- _TEXT_
We pass all the respective arguments and get a BufferedImage object.

Finally, we create a file where the generated file will be stored using the File() object and pass the file name and its path in it on writing the image; we use ImageIO.write() that takes the BufferedImage object, the format of the image to be written and the File object.

import com.mxgraph.layout.*;
import com.mxgraph.util.*;
import java.awt.*;
import java.awt.image.BufferedImage;
import java.io.File;
import java.io.IOException;
import javax.imageio.ImageIO;
import org.jgrapht.Graph;
import org.jgrapht.ext.JGraphXAdapter;
import org.jgrapht.graph.DefaultDirectedGraph;
import org.jgrapht.graph.DefaultEdge;

public class JavaExample {
  public static void main(String[] args) throws IOException {
    Graph<String, DefaultEdge> graph = new DefaultDirectedGraph<>(DefaultEdge.class);

    graph.addVertex("a");
    graph.addVertex("b");
    graph.addVertex("c");
    graph.addVertex("d");
    graph.addVertex("e");
    graph.addVertex("f");

    graph.addEdge("a", "b");
    graph.addEdge("a", "c");
    graph.addEdge("b", "d");
    graph.addEdge("b", "f");
    graph.addEdge("d", "f");
    graph.addEdge("d", "e");
    graph.addEdge("c", "e");

    JGraphXAdapter<String, DefaultEdge> jGraphXAdapter = new JGraphXAdapter<>(graph);

    mxIGraphLayout mxIGraphLayout = new mxCircleLayout(jGraphXAdapter);
    mxIGraphLayout.execute(jGraphXAdapter.getDefaultParent());

    BufferedImage bufferedImage =
        mxCellRenderer.createBufferedImage(jGraphXAdapter, null, 3, Color.WHITE, true, null);

    File newFIle = new File("graph.png");
    ImageIO.write(bufferedImage, "PNG", newFIle);
  }
}

Output:

Use the Guava Library to Create a Graph in Java

Another library to implement a graph in Java is the Guava library that we can use in our project using the following maven dependency.

- _EXTRACTED ENTRIES_

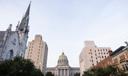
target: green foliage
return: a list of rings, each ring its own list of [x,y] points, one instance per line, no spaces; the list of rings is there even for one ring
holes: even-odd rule
[[[0,76],[43,76],[30,60],[16,57],[0,63]]]
[[[46,76],[54,76],[54,74],[52,74],[52,72],[47,72]]]
[[[80,73],[75,73],[75,75],[74,76],[80,76]]]
[[[106,68],[92,68],[84,72],[83,76],[128,76],[117,68],[108,66]]]

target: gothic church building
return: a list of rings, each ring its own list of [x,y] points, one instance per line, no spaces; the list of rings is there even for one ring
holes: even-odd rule
[[[29,33],[30,5],[31,3],[15,31],[12,31],[12,24],[6,31],[0,31],[0,60],[12,59],[16,56],[24,57]]]

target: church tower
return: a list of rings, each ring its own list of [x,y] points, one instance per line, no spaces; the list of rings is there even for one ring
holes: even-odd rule
[[[23,16],[22,20],[20,23],[18,23],[16,27],[16,31],[18,32],[19,35],[19,43],[20,43],[20,51],[19,51],[19,56],[24,57],[25,50],[26,50],[26,44],[28,40],[28,32],[29,32],[29,13],[30,13],[30,6],[31,2],[26,10],[25,15]]]

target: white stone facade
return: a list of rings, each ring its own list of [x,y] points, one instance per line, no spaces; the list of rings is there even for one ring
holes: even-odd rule
[[[42,40],[41,35],[36,35],[35,39],[29,42],[25,58],[30,59],[37,69],[45,73],[47,65],[48,47]]]
[[[79,56],[80,75],[82,76],[84,71],[108,57],[110,50],[109,47],[97,47],[94,41],[85,41],[85,47]]]
[[[12,59],[16,56],[24,57],[26,44],[29,32],[29,11],[30,4],[27,11],[18,23],[16,30],[12,31],[12,24],[6,31],[0,31],[0,59]]]
[[[52,72],[54,76],[74,76],[76,73],[80,73],[80,69],[79,67],[70,67],[67,56],[62,53],[57,66],[47,68],[47,72]]]

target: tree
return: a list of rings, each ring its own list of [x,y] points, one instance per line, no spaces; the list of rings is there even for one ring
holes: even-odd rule
[[[47,72],[46,76],[54,76],[54,74],[52,72]]]
[[[0,63],[0,76],[43,76],[30,60],[16,57]]]

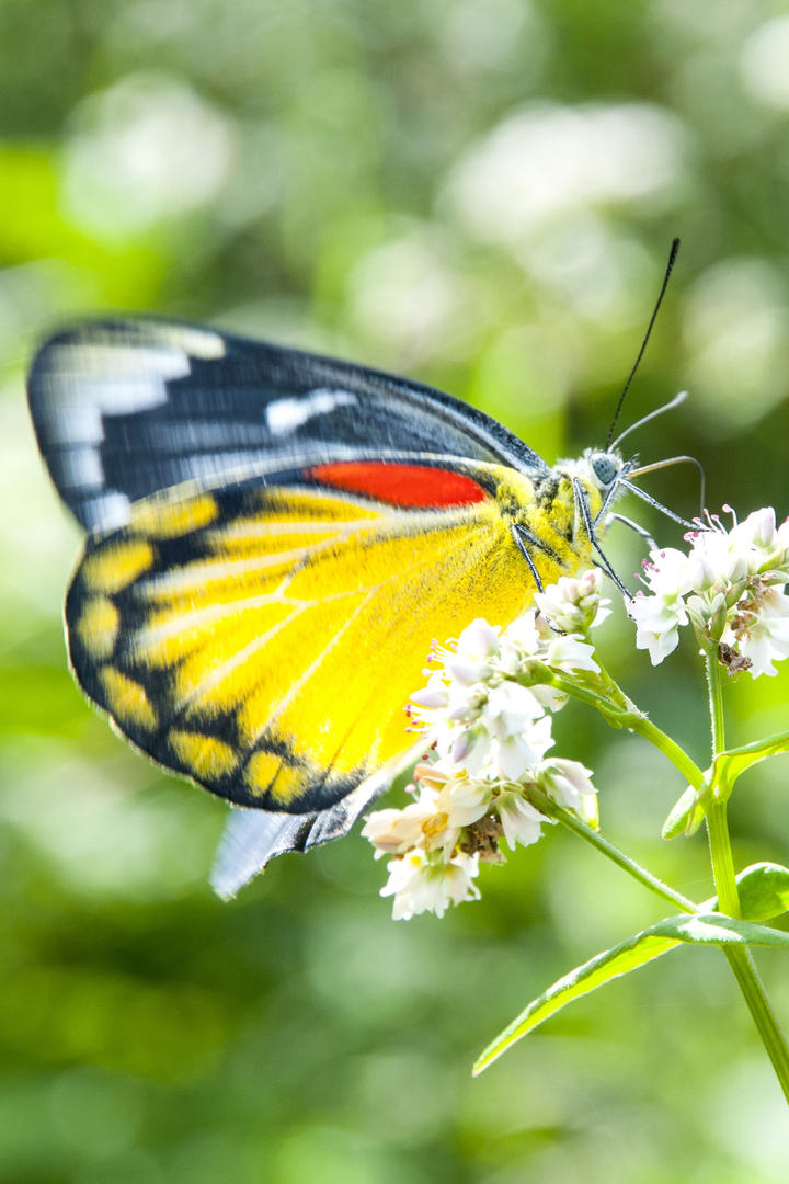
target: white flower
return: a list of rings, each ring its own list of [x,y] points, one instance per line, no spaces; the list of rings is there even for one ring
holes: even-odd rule
[[[522,612],[519,617],[516,617],[507,625],[503,641],[513,648],[518,659],[536,657],[542,642],[542,632],[537,628],[536,611],[529,609],[526,612]]]
[[[536,720],[530,727],[524,725],[509,733],[502,731],[491,742],[485,772],[498,780],[518,781],[528,768],[541,762],[552,745],[550,715]]]
[[[595,826],[597,791],[589,780],[590,777],[591,770],[584,768],[580,761],[554,757],[539,768],[537,784],[556,805],[574,810],[586,823]]]
[[[392,915],[408,920],[418,913],[431,912],[444,916],[450,905],[464,900],[479,900],[473,883],[479,871],[479,856],[458,851],[444,863],[414,848],[387,866],[389,879],[381,889],[382,896],[394,896]]]
[[[593,567],[583,575],[560,575],[556,584],[537,592],[535,603],[554,629],[563,633],[586,633],[610,616],[610,600],[601,599],[602,572]]]
[[[522,847],[536,843],[542,837],[542,824],[550,822],[550,818],[541,815],[539,810],[516,790],[499,793],[494,809],[502,821],[504,838],[511,851],[515,851],[516,843],[520,843]]]
[[[775,587],[764,588],[752,606],[742,612],[741,620],[736,618],[726,625],[722,641],[738,643],[738,651],[750,661],[755,678],[761,674],[776,675],[772,663],[789,657],[789,597]]]
[[[422,785],[419,800],[403,810],[376,810],[369,816],[362,835],[375,847],[375,857],[402,855],[412,847],[452,849],[460,835],[459,825],[441,809],[439,794]]]
[[[726,509],[729,509],[726,507]],[[749,514],[727,530],[717,515],[699,521],[705,529],[686,538],[679,551],[651,553],[639,594],[628,606],[636,624],[635,644],[648,649],[657,665],[679,641],[679,629],[693,624],[704,646],[723,643],[730,673],[748,664],[751,675],[774,675],[774,662],[789,657],[789,525],[776,528],[775,510]],[[746,663],[732,661],[732,655]]]
[[[685,601],[679,596],[644,596],[636,592],[627,605],[636,625],[635,648],[649,650],[653,665],[662,662],[679,645],[679,626],[687,624]]]

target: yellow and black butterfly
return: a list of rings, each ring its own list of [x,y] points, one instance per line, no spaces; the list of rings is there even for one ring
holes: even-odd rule
[[[53,336],[30,404],[88,532],[75,676],[136,747],[242,807],[224,895],[344,835],[413,759],[403,706],[434,638],[506,624],[593,561],[613,575],[612,502],[647,497],[615,448],[549,468],[426,386],[155,320]]]

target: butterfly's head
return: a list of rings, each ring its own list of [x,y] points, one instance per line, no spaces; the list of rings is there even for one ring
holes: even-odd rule
[[[601,494],[607,494],[623,472],[632,468],[632,462],[623,461],[615,449],[604,452],[587,449],[583,459],[587,463],[590,480]]]

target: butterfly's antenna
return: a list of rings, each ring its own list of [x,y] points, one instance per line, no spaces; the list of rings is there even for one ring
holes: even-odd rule
[[[662,411],[666,408],[662,407]],[[697,461],[694,456],[670,456],[667,461],[654,461],[652,464],[641,464],[638,469],[630,469],[627,474],[628,480],[630,477],[640,477],[645,472],[657,472],[658,469],[667,469],[672,464],[694,464],[699,471],[699,485],[700,485],[700,509],[699,513],[704,511],[704,502],[706,500],[706,478],[704,476],[704,465],[700,461]]]
[[[649,334],[652,333],[652,328],[653,328],[653,326],[655,323],[658,313],[660,311],[660,305],[662,304],[662,298],[666,295],[666,288],[668,287],[668,281],[671,279],[671,274],[674,270],[674,262],[677,259],[678,251],[679,251],[679,239],[675,238],[674,242],[671,244],[671,251],[668,252],[668,263],[666,264],[666,274],[662,277],[662,284],[660,285],[660,295],[658,296],[658,301],[655,303],[654,311],[652,313],[652,316],[649,318],[649,323],[647,326],[647,332],[644,334],[644,341],[641,342],[641,348],[639,349],[639,356],[635,359],[635,362],[633,363],[633,369],[630,371],[630,373],[628,375],[628,379],[627,379],[627,382],[625,384],[625,387],[622,390],[622,393],[619,397],[619,403],[616,404],[616,411],[614,412],[614,418],[612,419],[610,427],[608,429],[608,439],[606,440],[606,451],[608,451],[610,449],[610,446],[612,446],[610,442],[614,438],[614,429],[616,427],[616,420],[619,419],[619,413],[622,410],[622,404],[625,403],[625,397],[626,397],[627,392],[630,388],[630,382],[635,378],[635,372],[639,368],[641,359],[644,358],[644,350],[647,348],[647,341],[649,340]]]
[[[625,431],[620,432],[616,439],[608,445],[608,448],[609,449],[619,448],[625,437],[629,436],[630,432],[634,432],[636,427],[644,427],[644,425],[648,424],[651,419],[657,419],[658,416],[662,416],[665,411],[673,411],[674,407],[679,407],[680,403],[685,403],[686,398],[687,398],[687,391],[680,391],[679,394],[675,394],[674,398],[671,399],[668,403],[664,403],[662,407],[655,407],[654,411],[651,411],[646,416],[641,416],[641,418],[636,419],[634,424],[630,424],[629,427],[626,427]]]

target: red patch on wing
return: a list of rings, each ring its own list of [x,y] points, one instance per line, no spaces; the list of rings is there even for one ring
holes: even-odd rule
[[[338,461],[317,464],[309,476],[348,493],[367,494],[394,506],[472,506],[490,495],[471,477],[450,469],[382,461]]]

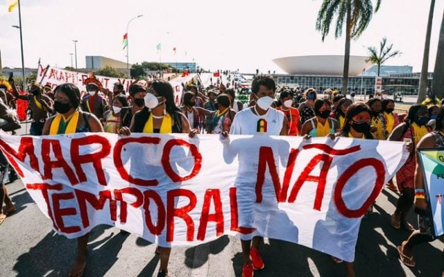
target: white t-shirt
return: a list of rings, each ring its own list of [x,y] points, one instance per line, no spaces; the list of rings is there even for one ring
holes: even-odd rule
[[[279,136],[282,129],[284,116],[284,113],[271,107],[261,116],[255,114],[251,108],[245,109],[236,114],[230,134]]]

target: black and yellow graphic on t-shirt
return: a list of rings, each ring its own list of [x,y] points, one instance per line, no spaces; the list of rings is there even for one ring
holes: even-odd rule
[[[266,127],[267,127],[266,120],[264,118],[261,118],[257,120],[257,129],[256,131],[258,133],[266,133]]]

- _EXERCISE DESCRIPTION_
Can you transcribe the graph tutorial above word for word, starting with "Finally, we create" and going on through "the File object."?

- _COMPLETE RESPONSE_
Finally, we create a file where the generated file will be stored using the File() object and pass the file name and its path in it on writing the image; we use ImageIO.write() that takes the BufferedImage object, the format of the image to be written and the File object.